### Things to do
a) Repeat everything from "Every part of" down to "a film-boosting twist." in the article on movie studio logo variants below, word for word.
b) Carry on the article about movie studio logo variants, picking up right after its last sentence.

### Text shown
Every part of the ritual of a film can and should be used to further immerse the audience into its world. Hearing, for example, that Universal Pictures fanfare while the globe of their logo spins isn't technically part of the narrative, but it's literally part of the film. So why not take these studio logos, these overtures to the ritual of watching a movie, and go even further toward immersion?

To celebrate the times when movie studios have messed with their own imagery and traditions to get us into the purview of the film even quicker, here are 38 of our favorite logo variants — that is, times when a movie radically changed its studio logo in the credits. From mountains made of buttons to Batsignals made of water towers, you'll see the wide breadth of what can happen when well-known icons get a film-boosting twist.

RELATED: The 53 Best Opening Title Sequences in All of Cinema

2 Fast 2 Furious

The joie de vivre of the Fast and Furious franchise, here represented by the perfectly titled 2 Fast 2 Furious is so strong, so tantalizing in its siren song, that it causes the entire friggin' globe to transform into a spinning hubcap on a car. How would you react were you alive when the earth suddenly transformed into a spinning hubcap on a car? I'd be like, "AHHHHHHH actually this is pretty cool, I get it."

The Adventures of Robin Hood

One of, if not the first, movie studio logo variants presented to audiences, 1938's The Adventures of Robin Hood, starring Errol Flynn as the classic character, begins with an ornate, medieval, and simply exquisite rendering of the Warner Bros. logo. This thing is beautiful, stylishly adorning the aesthetics of the period while also laying the benchmark for what "classic Hollywood" would mean many years later. Why not just make this the official logo?

Alien 3

Bah-bah-bah-baaaah! Bah-bah-bah-baaaaah! Bah-bah-baaaaaaaHHHHWHHHWHHZHZHZHWHWHWHZ!

You know the 20th Century Fox fanfare like the back of your hand. And Alien 3 understands that the quickest way to get under your skin before the official horrors of the film even start is to corrupt this iconic, catchy, bombastic fanfare, cruelly unallowing it to resolve, sliding the minor fourth (already a spooky chord) into a tidal wave of disquieting dissonance. This must've been very fun for the orchestra to play!

### Supplied material
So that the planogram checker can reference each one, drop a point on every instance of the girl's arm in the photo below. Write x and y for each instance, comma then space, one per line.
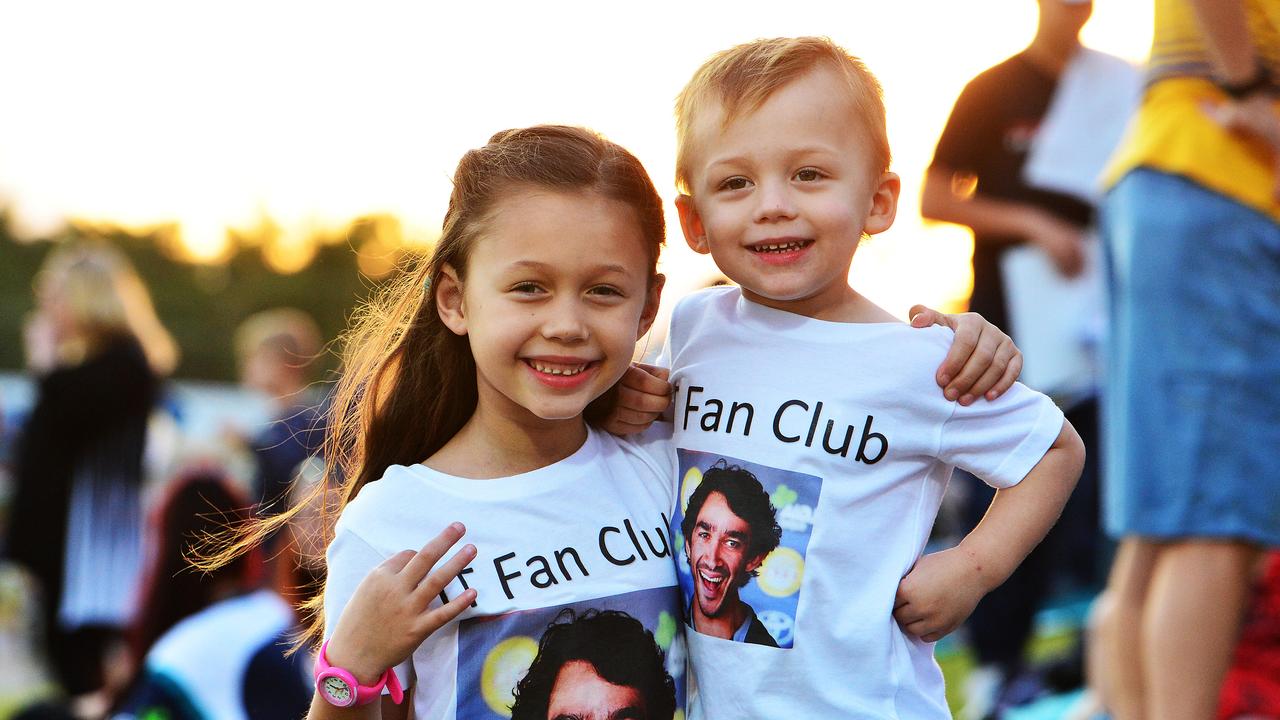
944, 587
391, 615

### Answers for the exercise
a)
Every part of the ritual of a film can and should be used to further immerse the audience into its world. Hearing, for example, that Universal Pictures fanfare while the globe of their logo spins isn't technically part of the narrative, but it's literally part of the film. So why not take these studio logos, these overtures to the ritual of watching a movie, and go even further toward immersion?

To celebrate the times when movie studios have messed with their own imagery and traditions to get us into the purview of the film even quicker, here are 38 of our favorite logo variants — that is, times when a movie radically changed its studio logo in the credits. From mountains made of buttons to Batsignals made of water towers, you'll see the wide breadth of what can happen when well-known icons get a film-boosting twist.

b)
American Made

What a disruptive set of logos! To delve us back into the politically incendiary 1970s, a time of gas shortages and broken wars and Jimmy Carter telling his constituents they were all very sad, American Made hard cuts into the retro versions of its various movie studios (some of which had to make retro versions, given that they didn't exist back then) while interrupting them with actual archival television footage of the era. "A Fifth of Beethoven" underscores the whole thing, giving it all a queasy but intoxicating vision of American excess persevering among such American squalor. The sequence might actually make its points better than the movie that follows?

Another You

Goddammit, Richard Pryor is so funny. To open his Another You, Pryor simply comments on the Pegasus at the center of the Tri-Star Pictures logo as if it's a regular white horse coming to cause chaos and havoc. It's such perfect, simple voice of reason work, and it ends with about the funniest distillation of the myth of Pegasus that I've ever heard.

Batman Forever

Batman Forever squishes the Warner Bros. logo into a Bat symbol using strange morphing effects that do not hold up. It remains a perfect movie, no notes.

The Cannonball Run

Another 20th Century Fox interruption, this time from the cops and outlaws and steel-laden car chases centering the rebellious road comedy The Cannonball Run. The fanfare slows down like some smashed stop on an old reel-to-reel tape recorder, and a cartoon car literally drives into the 0 of 20th to outrun a nefarious cop car. The Cannonball Run 20th Century Fox logo variant said ACAB!

Cat Ballou

Yee-haw! The Columbia Pictures Torch Lady drops her shining pinnacle of class and dignity to turn into a cartoon, pick up a six-shooter, and start spewin' bullets left and right. It's a chaotic but invigorating start to Cat Ballou, a comedic western starring Jane Fonda, one that mixes up classic mythologies with a modern sense of muckraking.

Constantine

Ready for a quick trip to Hell? To represent the gritty trappings of Constantine, our Keanu Reeves-played detective of all things demony, the Warner Bros. logo fades to a murky red before dissolving away in decrepit dust, ash, and hellfire. Cheesy? Perhaps. Unbelievably metal in its mood-setting? Hell yeah.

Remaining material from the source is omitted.